— START OF Given records —

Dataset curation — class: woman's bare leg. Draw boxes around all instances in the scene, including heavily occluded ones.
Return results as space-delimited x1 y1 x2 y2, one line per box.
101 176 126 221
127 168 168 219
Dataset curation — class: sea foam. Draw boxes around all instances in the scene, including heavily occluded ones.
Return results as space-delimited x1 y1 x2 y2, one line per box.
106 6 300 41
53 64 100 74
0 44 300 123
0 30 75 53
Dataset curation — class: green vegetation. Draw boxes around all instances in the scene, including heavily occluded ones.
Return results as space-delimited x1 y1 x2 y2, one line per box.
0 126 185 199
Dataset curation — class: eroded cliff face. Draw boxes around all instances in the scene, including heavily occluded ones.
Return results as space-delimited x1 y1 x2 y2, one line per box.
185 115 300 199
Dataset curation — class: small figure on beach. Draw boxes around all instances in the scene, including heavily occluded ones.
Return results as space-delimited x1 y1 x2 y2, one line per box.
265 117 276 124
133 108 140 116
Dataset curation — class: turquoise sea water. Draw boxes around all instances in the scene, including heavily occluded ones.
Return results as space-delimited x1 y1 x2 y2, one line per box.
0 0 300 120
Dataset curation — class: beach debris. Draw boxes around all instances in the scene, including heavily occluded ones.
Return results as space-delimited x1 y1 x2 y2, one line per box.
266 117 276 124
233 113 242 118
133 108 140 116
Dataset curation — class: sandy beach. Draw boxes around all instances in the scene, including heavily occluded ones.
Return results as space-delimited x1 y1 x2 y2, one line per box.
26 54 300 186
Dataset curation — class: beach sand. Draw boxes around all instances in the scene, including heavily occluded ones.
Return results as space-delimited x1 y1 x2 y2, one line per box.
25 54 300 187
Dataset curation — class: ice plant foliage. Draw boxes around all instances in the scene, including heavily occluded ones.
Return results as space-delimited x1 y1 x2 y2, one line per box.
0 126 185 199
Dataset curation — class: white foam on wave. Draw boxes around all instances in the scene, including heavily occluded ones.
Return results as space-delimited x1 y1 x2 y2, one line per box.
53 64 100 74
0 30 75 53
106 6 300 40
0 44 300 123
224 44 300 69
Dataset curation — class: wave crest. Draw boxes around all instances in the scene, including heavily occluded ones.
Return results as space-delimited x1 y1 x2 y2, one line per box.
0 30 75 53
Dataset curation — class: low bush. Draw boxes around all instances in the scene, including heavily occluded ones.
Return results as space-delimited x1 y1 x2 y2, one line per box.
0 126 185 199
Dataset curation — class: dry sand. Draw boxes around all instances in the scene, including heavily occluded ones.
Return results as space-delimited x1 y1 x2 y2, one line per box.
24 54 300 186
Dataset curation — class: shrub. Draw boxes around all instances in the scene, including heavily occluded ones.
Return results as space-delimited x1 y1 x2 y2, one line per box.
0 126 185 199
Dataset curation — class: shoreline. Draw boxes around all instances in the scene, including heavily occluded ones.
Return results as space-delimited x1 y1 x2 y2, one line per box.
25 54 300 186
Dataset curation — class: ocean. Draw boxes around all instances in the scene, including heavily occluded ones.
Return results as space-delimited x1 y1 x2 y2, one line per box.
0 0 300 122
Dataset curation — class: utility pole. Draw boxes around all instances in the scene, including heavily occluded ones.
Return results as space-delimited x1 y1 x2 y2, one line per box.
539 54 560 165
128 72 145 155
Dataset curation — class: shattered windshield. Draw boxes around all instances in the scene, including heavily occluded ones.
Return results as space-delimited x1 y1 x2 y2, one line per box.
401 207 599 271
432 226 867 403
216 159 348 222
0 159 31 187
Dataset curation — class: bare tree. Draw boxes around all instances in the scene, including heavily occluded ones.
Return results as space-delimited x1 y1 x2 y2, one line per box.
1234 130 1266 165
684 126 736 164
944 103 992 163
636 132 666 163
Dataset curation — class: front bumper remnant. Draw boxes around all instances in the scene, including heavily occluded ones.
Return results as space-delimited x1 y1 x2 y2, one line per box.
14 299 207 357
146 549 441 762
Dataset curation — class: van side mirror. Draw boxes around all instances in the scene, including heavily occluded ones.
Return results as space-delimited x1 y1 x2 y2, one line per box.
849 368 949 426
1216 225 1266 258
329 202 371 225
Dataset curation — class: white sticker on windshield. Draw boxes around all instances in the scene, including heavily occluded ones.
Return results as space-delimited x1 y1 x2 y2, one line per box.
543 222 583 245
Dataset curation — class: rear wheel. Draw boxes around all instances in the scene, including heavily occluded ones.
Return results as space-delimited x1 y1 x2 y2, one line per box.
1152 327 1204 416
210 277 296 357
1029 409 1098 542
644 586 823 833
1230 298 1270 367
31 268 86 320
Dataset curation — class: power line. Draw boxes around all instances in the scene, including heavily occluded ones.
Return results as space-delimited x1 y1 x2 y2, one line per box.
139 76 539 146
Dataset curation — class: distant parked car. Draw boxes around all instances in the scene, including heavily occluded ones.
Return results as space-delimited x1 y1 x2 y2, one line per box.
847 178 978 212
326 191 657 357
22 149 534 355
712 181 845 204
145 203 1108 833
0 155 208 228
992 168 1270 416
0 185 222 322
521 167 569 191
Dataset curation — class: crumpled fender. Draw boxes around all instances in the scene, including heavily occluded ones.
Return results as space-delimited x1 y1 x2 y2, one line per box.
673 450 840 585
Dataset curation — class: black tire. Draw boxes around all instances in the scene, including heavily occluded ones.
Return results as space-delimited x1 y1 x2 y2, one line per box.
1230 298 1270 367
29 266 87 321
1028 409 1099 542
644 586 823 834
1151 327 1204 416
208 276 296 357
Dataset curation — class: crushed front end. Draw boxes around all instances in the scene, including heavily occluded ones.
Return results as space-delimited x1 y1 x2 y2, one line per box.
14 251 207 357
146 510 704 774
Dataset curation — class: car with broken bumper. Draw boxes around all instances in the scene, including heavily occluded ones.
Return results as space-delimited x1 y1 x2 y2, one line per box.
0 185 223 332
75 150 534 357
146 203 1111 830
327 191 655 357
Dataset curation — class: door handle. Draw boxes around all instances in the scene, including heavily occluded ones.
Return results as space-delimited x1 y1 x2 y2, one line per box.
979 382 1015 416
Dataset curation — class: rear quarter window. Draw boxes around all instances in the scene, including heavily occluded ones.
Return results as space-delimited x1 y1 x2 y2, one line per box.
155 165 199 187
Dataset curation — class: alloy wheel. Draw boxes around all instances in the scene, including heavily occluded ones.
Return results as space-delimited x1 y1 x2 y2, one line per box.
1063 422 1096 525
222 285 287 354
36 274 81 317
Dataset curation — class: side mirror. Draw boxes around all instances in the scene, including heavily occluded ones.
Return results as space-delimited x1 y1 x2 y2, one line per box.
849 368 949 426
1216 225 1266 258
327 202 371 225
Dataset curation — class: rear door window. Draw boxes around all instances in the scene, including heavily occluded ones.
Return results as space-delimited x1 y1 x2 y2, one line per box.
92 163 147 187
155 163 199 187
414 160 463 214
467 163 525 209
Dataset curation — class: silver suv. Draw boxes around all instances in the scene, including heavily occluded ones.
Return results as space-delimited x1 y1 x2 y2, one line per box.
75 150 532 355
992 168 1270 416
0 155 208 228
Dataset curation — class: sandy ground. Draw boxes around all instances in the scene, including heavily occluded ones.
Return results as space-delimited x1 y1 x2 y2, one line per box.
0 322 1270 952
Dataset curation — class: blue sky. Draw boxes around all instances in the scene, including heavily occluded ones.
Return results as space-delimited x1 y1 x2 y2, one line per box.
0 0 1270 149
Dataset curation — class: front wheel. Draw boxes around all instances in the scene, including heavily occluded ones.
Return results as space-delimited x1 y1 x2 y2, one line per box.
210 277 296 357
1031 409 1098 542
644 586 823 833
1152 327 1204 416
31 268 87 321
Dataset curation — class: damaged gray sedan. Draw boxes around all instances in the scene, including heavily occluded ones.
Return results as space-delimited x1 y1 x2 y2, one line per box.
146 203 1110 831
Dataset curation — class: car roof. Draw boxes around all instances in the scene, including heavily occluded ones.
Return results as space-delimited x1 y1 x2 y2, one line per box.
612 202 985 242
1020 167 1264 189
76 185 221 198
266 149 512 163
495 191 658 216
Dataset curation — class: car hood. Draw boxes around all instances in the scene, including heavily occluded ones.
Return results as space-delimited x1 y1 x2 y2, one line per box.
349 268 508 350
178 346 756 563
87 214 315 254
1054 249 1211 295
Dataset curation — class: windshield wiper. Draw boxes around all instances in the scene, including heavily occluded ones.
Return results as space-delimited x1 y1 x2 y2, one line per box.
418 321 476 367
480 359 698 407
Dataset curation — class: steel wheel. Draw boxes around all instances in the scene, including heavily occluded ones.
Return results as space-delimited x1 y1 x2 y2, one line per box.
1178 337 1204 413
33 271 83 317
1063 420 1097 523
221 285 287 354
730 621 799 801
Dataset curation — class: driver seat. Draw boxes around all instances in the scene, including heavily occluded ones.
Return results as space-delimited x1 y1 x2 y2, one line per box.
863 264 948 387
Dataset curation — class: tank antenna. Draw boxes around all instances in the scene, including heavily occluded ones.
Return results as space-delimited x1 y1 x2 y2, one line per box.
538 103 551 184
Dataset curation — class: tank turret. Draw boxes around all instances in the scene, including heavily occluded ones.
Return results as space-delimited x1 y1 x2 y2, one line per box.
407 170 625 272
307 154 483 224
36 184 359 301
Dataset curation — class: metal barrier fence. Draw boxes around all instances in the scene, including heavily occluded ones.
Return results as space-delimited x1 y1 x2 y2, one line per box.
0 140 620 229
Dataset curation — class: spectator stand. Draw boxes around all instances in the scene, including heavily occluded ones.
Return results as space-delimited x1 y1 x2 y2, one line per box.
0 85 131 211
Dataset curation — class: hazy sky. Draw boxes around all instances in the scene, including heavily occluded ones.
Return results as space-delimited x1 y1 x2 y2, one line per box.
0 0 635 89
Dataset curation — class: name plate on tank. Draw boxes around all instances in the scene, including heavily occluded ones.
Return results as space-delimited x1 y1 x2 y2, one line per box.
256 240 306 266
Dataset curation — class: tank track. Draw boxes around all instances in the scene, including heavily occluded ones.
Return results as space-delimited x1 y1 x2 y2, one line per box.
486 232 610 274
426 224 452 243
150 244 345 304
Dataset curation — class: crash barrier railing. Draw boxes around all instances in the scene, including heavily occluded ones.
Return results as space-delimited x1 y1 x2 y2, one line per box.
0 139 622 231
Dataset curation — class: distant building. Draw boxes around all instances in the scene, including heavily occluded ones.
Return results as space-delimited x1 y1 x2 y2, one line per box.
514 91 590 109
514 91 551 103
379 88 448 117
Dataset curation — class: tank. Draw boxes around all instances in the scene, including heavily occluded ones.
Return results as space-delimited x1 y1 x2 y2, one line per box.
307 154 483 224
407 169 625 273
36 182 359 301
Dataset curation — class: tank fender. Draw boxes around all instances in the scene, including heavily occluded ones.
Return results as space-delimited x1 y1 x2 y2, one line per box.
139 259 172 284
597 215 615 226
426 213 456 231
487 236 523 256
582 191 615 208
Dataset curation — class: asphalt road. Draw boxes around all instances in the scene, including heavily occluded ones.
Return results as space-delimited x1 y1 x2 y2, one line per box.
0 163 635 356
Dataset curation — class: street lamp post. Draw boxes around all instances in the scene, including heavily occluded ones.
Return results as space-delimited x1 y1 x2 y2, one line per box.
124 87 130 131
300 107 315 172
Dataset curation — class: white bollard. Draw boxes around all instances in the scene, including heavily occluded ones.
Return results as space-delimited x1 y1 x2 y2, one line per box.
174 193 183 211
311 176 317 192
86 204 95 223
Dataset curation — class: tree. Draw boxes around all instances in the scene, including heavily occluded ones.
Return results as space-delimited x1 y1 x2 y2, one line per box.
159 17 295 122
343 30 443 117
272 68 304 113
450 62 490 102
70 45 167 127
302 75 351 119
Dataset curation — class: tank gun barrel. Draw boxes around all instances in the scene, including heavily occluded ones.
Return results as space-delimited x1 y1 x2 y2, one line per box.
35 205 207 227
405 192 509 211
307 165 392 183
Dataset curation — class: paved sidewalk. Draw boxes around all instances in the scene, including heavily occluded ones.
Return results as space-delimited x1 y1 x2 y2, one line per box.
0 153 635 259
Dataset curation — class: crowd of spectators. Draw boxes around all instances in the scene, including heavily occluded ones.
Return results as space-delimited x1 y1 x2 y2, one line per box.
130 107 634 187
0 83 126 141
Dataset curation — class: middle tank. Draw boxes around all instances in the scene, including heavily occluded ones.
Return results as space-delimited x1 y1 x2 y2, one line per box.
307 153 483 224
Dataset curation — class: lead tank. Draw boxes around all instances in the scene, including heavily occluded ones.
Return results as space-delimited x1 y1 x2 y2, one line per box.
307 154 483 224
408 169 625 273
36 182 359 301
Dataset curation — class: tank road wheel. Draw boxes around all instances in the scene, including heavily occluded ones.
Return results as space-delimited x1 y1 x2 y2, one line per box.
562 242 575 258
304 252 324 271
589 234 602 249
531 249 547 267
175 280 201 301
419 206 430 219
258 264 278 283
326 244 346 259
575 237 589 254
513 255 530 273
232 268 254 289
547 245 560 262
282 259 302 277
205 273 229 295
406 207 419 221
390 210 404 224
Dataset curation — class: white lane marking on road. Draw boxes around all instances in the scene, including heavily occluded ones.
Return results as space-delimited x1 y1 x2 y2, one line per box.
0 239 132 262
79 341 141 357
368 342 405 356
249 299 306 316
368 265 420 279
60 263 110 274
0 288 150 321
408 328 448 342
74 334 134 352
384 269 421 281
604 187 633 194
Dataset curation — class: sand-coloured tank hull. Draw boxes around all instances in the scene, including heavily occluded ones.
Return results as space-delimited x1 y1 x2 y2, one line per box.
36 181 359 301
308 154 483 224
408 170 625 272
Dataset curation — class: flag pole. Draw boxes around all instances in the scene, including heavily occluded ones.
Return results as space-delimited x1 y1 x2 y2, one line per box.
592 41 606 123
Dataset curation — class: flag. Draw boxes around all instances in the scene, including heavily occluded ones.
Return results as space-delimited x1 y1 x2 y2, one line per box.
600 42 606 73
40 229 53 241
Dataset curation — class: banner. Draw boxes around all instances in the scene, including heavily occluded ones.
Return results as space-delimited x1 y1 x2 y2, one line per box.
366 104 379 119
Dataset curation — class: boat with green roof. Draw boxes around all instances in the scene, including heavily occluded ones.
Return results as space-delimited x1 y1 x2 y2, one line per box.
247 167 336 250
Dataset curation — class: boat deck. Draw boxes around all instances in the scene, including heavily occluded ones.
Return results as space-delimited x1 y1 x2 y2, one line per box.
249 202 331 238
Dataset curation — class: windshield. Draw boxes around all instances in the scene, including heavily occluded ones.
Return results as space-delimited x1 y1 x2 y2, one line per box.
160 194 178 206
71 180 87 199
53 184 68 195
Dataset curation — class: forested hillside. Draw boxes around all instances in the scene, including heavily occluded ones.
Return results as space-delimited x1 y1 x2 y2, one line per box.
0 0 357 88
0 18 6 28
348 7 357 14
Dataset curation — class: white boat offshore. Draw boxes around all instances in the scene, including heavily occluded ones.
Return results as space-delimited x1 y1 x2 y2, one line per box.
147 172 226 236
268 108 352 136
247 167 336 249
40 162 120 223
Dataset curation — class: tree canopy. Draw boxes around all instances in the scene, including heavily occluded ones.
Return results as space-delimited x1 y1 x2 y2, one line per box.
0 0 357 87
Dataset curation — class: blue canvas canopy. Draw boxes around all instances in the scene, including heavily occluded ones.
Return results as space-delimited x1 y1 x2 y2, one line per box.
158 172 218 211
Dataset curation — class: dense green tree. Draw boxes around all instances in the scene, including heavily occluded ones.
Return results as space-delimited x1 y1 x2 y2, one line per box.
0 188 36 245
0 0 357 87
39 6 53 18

— END OF Given records —

Reproduce the records above between the lines holding "Dataset curation — class: damaged" and "863 264 948 387", inclusive, offsetting every bounding-box coordinate in the answers by adding 42 and leaving all other lines unchanged.

Dataset curation — class: damaged gray sedan. Draw boxes around all instances in the scene, including heavily occluded ones.
Return results as space-delimited x1 y1 x2 y2, one line per box.
188 245 1152 873
Dataset curation — class: car roof. Draw boxes around all instances in the scene, including heavily occluded ones.
Return results as space-delimited x1 y1 x2 y2, one line per box.
654 244 1027 284
1062 209 1306 231
118 227 263 240
308 191 554 205
537 233 700 258
Dataset curation — class: car hood. Draw boxes around all instances in the scene, including heavily occluded ones.
Return results as space-delimited x1 y1 x2 y2, one line per box.
391 310 550 392
220 388 798 605
129 256 357 296
1096 291 1253 337
Dataset curation — class: windshield wiper. Draw boxes around all instances in the scene, including heavily occluded ones.
Return results as space-delimited x1 y1 x2 y2, one line per box.
460 363 518 409
522 401 740 449
Dataset curation — class: steel wheel. Draw boxes around all instances in the scene, including heavily occluded ones.
Return results as space-delimited x1 y1 x2 y2, one line per box.
1220 379 1246 455
75 313 125 359
1105 462 1139 565
263 327 329 396
772 663 841 843
Dataset curation — class: driver seat. Draw boxes around all instances in the scene, including heavily occluded ones.
Return results as space-delimited x1 y1 x2 y2, one line per box.
905 306 990 429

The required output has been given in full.